• TASK
All of the lines below are to be transcribed faithfully, with pictures excluded from the copy.

• TASK INPUT
** start **
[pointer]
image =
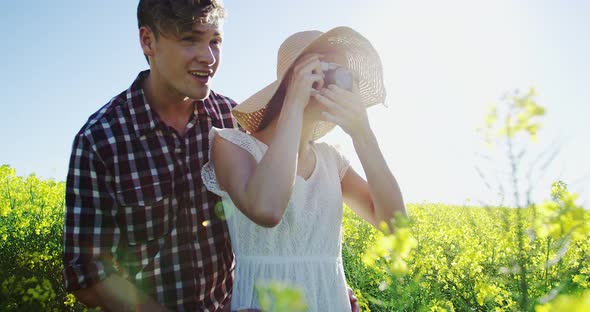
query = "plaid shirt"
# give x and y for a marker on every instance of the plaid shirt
(136, 204)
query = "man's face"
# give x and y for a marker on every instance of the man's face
(186, 64)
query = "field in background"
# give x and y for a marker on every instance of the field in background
(445, 258)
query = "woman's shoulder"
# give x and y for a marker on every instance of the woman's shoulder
(239, 138)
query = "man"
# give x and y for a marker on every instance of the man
(141, 232)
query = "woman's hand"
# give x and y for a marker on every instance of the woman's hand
(306, 71)
(344, 108)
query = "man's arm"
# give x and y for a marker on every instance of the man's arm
(115, 293)
(91, 234)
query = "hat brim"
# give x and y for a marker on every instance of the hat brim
(361, 58)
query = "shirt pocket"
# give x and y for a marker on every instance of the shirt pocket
(147, 212)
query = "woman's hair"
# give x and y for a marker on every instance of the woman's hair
(173, 17)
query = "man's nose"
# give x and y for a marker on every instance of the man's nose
(206, 56)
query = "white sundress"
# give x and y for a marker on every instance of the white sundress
(304, 249)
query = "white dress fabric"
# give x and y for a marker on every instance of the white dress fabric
(304, 249)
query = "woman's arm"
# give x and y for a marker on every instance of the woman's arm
(262, 191)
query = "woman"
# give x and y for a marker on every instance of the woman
(282, 193)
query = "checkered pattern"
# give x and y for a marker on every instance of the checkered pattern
(136, 204)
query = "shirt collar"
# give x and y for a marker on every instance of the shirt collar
(145, 119)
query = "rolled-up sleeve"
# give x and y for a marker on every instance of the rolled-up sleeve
(91, 234)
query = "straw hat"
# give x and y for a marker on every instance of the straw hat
(360, 57)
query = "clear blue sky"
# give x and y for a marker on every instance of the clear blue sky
(444, 61)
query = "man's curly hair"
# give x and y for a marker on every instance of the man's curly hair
(173, 17)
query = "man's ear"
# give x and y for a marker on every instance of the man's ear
(147, 39)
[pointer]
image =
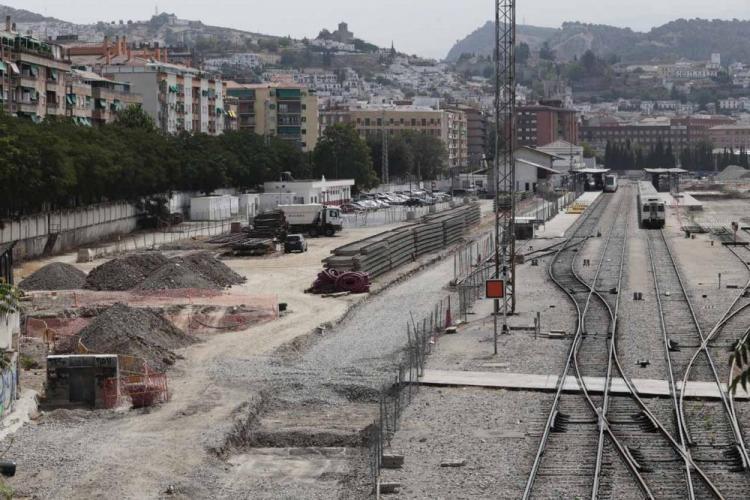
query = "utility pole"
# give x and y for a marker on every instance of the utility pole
(504, 165)
(385, 167)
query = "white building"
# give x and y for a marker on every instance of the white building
(335, 192)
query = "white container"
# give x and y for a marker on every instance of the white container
(210, 208)
(234, 204)
(271, 201)
(300, 215)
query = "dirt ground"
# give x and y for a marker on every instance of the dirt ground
(174, 449)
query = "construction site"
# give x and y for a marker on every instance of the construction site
(584, 340)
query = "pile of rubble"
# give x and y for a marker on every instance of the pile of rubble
(153, 271)
(389, 250)
(55, 276)
(141, 333)
(124, 273)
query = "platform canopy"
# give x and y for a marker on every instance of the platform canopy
(591, 171)
(661, 171)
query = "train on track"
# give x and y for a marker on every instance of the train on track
(652, 207)
(610, 183)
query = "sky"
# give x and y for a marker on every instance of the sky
(424, 27)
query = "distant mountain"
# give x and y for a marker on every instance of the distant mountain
(694, 39)
(481, 41)
(21, 16)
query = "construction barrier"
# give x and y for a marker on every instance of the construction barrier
(389, 250)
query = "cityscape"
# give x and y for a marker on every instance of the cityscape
(315, 264)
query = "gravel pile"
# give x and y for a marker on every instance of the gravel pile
(153, 271)
(135, 332)
(205, 265)
(173, 276)
(55, 276)
(124, 273)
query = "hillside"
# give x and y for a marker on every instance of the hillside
(693, 39)
(480, 42)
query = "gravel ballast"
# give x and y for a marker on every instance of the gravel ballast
(55, 276)
(140, 333)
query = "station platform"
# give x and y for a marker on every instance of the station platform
(547, 383)
(682, 200)
(560, 223)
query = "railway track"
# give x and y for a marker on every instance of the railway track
(707, 430)
(618, 446)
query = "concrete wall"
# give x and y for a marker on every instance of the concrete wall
(73, 228)
(9, 324)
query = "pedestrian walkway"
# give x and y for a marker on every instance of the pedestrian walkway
(535, 382)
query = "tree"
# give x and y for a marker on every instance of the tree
(429, 155)
(341, 153)
(523, 53)
(546, 53)
(136, 118)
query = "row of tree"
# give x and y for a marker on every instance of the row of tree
(699, 157)
(629, 157)
(58, 164)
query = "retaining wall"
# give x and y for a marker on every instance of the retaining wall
(65, 230)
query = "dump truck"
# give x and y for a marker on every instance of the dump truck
(313, 219)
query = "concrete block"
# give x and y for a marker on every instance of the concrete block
(392, 461)
(453, 462)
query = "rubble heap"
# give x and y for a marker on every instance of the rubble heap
(141, 333)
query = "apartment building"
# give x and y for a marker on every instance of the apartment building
(286, 111)
(477, 135)
(730, 136)
(450, 126)
(539, 125)
(645, 134)
(100, 97)
(32, 75)
(178, 98)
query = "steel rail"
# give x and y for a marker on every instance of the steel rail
(604, 427)
(568, 362)
(731, 416)
(670, 371)
(628, 382)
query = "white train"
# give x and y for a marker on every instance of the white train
(652, 209)
(610, 183)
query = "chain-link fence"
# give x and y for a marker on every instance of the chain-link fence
(397, 393)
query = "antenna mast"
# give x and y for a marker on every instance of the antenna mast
(504, 167)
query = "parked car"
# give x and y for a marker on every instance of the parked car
(295, 243)
(415, 202)
(350, 208)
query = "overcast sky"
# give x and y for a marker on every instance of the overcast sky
(425, 27)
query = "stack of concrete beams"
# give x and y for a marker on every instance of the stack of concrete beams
(389, 250)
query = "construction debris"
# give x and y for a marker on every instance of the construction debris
(55, 276)
(153, 271)
(141, 333)
(331, 281)
(205, 265)
(174, 276)
(386, 251)
(270, 224)
(124, 273)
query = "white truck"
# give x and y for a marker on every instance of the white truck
(313, 219)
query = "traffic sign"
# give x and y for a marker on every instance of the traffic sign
** end **
• SOLUTION TO THIS TASK
[pointer]
image =
query = "plaid shirt"
# give x and y for a marker on every instance of the plaid shirt
(136, 204)
query = "man's face"
# give x and y for a marker on every instance of the man's face
(186, 64)
query = "field in background"
# give x and y for a marker on every instance of the field in background
(445, 258)
query = "woman's shoulder"
# give x and y for a marker on every instance of the woman's shoulder
(239, 138)
query = "man"
# give x and y for a marker on every instance of the man
(141, 232)
query = "woman's hand"
# give x and y for a marker on every instance of the woman's hand
(306, 71)
(344, 108)
query = "man's arm"
# give x and y for a marker on every instance of the man's arm
(115, 293)
(91, 234)
query = "hat brim"
# give x and y for a marker on every instance of the hat brim
(361, 58)
query = "shirt pocket"
# give x and y for a marker on every instance of the shirt pocket
(147, 212)
query = "woman's hair"
# give x and y for a marker on every instance of the woman's hair
(173, 17)
query = "man's nose"
# give x and y for a marker on every instance of the man's nose
(206, 56)
query = "white sundress"
# give x and y for a marker on every instance of the white sundress
(304, 249)
query = "white dress fabric"
# give x and y for a marker on every instance of the white dress fabric
(304, 249)
query = "woman's arm"
# give x and y for a marker on every instance of the woman's arm
(262, 191)
query = "woman"
# give x and y for a marker on every instance of the woman
(282, 193)
query = "checkered pattern"
# give x and y for a marker on every instance of the checkered pattern
(136, 204)
query = "shirt collar"
# give x and y for a marker on every instance of the shirt collar
(145, 119)
query = "rolled-up sleeve"
# give x and y for a marker on every instance of the rolled-up sleeve
(91, 234)
query = "straw hat"
# give x and y for a marker on every instance of the straw hat
(360, 57)
query = "clear blue sky"
# give x and y for a marker on every instance of the clear blue sky
(444, 61)
query = "man's curly hair"
# give x and y for a marker on every instance of the man's curly hair
(173, 17)
query = "man's ear"
# give x and y for a marker on every instance of the man's ear
(147, 39)
[pointer]
image =
query = "utility pole"
# give x and y for a marker on every instance of the utility pole
(504, 165)
(385, 167)
query = "white building"
# give x and y for a marker on every instance of the white building
(335, 192)
query = "white container"
# give x and y for a marker on every instance of the white container
(210, 208)
(234, 204)
(271, 201)
(300, 215)
query = "dirt ground"
# give x and y for a marker on every instance of the dirt ground
(174, 449)
query = "construction site"
# give x and y for a marker on every instance of the construction site
(584, 340)
query = "pile of rubble"
# give x and y for a marker on every instance of the pile of rubble
(153, 271)
(389, 250)
(55, 276)
(141, 333)
(124, 273)
query = "platform canopy"
# give x and y for a marker on every instance of the platform canopy
(591, 171)
(661, 171)
query = "train on track"
# give x and y for a marker on every instance of the train on track
(652, 207)
(610, 183)
query = "sky"
# give x and y for a marker on every instance of the sky
(424, 27)
query = "distant mountain"
# give x and y for a marker on every instance of the distant mountain
(694, 39)
(481, 41)
(21, 16)
query = "construction barrier"
# give x and y for a marker on every instance of the construction barrier
(389, 250)
query = "cityscape"
# give x and y for a marker on every instance of the cityscape
(315, 264)
query = "gravel pile"
# give x and y for a marker on every instance of the gravel pile
(153, 271)
(135, 332)
(205, 265)
(173, 276)
(55, 276)
(124, 273)
query = "hillside"
# give x and y for a marker on every instance of the hillside
(693, 39)
(480, 42)
query = "gravel ballast"
# give x and y for a marker on every instance of the gravel ballast
(55, 276)
(140, 333)
query = "station platform"
# give x and y for a marker on every instance of the station platform
(547, 383)
(682, 200)
(560, 223)
query = "railway track"
# give x and y for a marker on every instance of the railway track
(707, 430)
(618, 446)
query = "concrete wall"
# give x and y for a marker on every instance of the concrete wall
(73, 228)
(9, 324)
query = "pedestrian walkway"
# give x and y for a marker on every instance of the pedestrian walkway
(535, 382)
query = "tree"
# give x and y for a marker on every instance of the tree
(429, 155)
(341, 153)
(523, 53)
(546, 53)
(136, 118)
query = "row of tree"
# give x and y for a marker on every instance of the row of tree
(699, 157)
(629, 157)
(58, 164)
query = "retaining wall"
# give x and y for a marker on every instance of the retaining wall
(65, 230)
query = "dump truck"
# give x and y for a marker on every instance of the dump truck
(313, 219)
query = "concrete block"
# give x and y for a marker on every instance of the concrete block
(392, 461)
(453, 462)
query = "rubble heap"
# give x and y for a marker on every instance of the rubble heap
(141, 333)
query = "apartment building"
# give x and y for a marker on every instance of the apartment building
(286, 111)
(477, 135)
(730, 136)
(450, 126)
(539, 125)
(645, 134)
(100, 97)
(32, 75)
(178, 98)
query = "steel rail"
# give x and y for a marker on every instance of the steel rail
(604, 427)
(568, 362)
(731, 416)
(670, 371)
(628, 382)
query = "white train"
# give x and y for a marker on every instance of the white train
(652, 209)
(610, 183)
query = "chain-link fence"
# give x and y for a marker on every instance of the chain-link fence
(397, 393)
query = "antenna mast"
# give x and y for a marker on every instance of the antenna mast
(504, 167)
query = "parked car"
# give x and y for a marker on every instance of the parked car
(295, 243)
(415, 202)
(350, 208)
query = "overcast sky"
# give x and y for a marker on every instance of the overcast sky
(425, 27)
query = "stack of concrete beams"
# give x and y for a marker on every instance of the stack of concrete beams
(389, 250)
query = "construction debris"
# give x and y for a marker on every instance of the construction debris
(55, 276)
(153, 271)
(141, 333)
(331, 281)
(205, 265)
(174, 276)
(386, 251)
(270, 224)
(124, 273)
query = "white truck"
# give x and y for a marker on every instance of the white truck
(313, 219)
query = "traffic sign"
# give x and y for a marker on every instance of the traffic sign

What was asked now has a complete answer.